Extract to read »
Enga Ooru Mappillai () is a 1989 Indian Tamil-language film, directed by T. P. Gajendran and produced by Sureshkanth and M. Jagadeeshwaran. The film stars Ramarajan and Gautami. It also features Goundamani, Senthil, Santhana Bharathi and Kovai Sarala in supporting roles.

Plot
Velu moves in with his uncle Chokalingam after his mother dies, but is constantly berated by his aunt and her three con artist brothers. Naive and slightly hapless, Velu often takes the blame for the misdeeds of the three brothers. In this manner, he is pitted against Panjavarnam, daughter of Sathyamorthy, a village leader and Gandhian. Rajalingam, the richest man in town, uses his guise as a charitable village elder to rape young women and brew moonshine. 

When Sathyamoorthy offers Velu a job, he and Panjavarnam become friends. Rajalingam sets his sights on Panjavarnam, but his plots to kidnap her are foiled by a clueless Velu. Upset, Rajalingam convinces her father to agree to her marriage with another man. Due to fortunate circumstances, the true nature of the man is revealed, allowing Velu and Panjavarnam to marry. On their wedding night, Rajalingam's men attempt to kidnap Panjavarnam. They do not succeed, but Velu is chased away and beaten to near-death after he witnesses Rajalingam murdering a man. The rest of the village believes him to be dead. Velu is rescued by a military man and taught to fight. He returns to the village to reunite with Panjavarnam and challenge Rajalingam.

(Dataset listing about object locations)
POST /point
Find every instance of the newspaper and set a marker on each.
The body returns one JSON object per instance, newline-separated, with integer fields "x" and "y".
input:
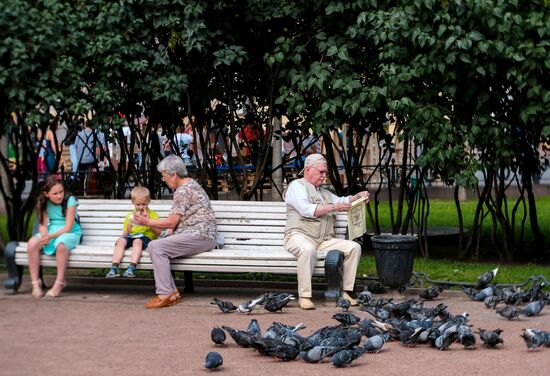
{"x": 357, "y": 218}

Objective 1 »
Answer these questions about the film text:
(a) Who directed the film?
(b) Whom does Velu move in with after his mother dies?
(c) Who rescues Velu and teaches him to fight?
Objective 2 »
Revise the entire listing, replacing "newspaper" with "magazine" and keeping everything else the same. Leave the pictures out of your answer.
The film text and the listing are unrelated to each other.

Correct answer 1 »
(a) T. P. Gajendran
(b) His uncle Chokalingam
(c) A military man

Correct answer 2 »
POST /point
Find every instance of the magazine and set a marker on each.
The body returns one JSON object per instance, newline-separated, with integer fields "x" and "y".
input:
{"x": 357, "y": 218}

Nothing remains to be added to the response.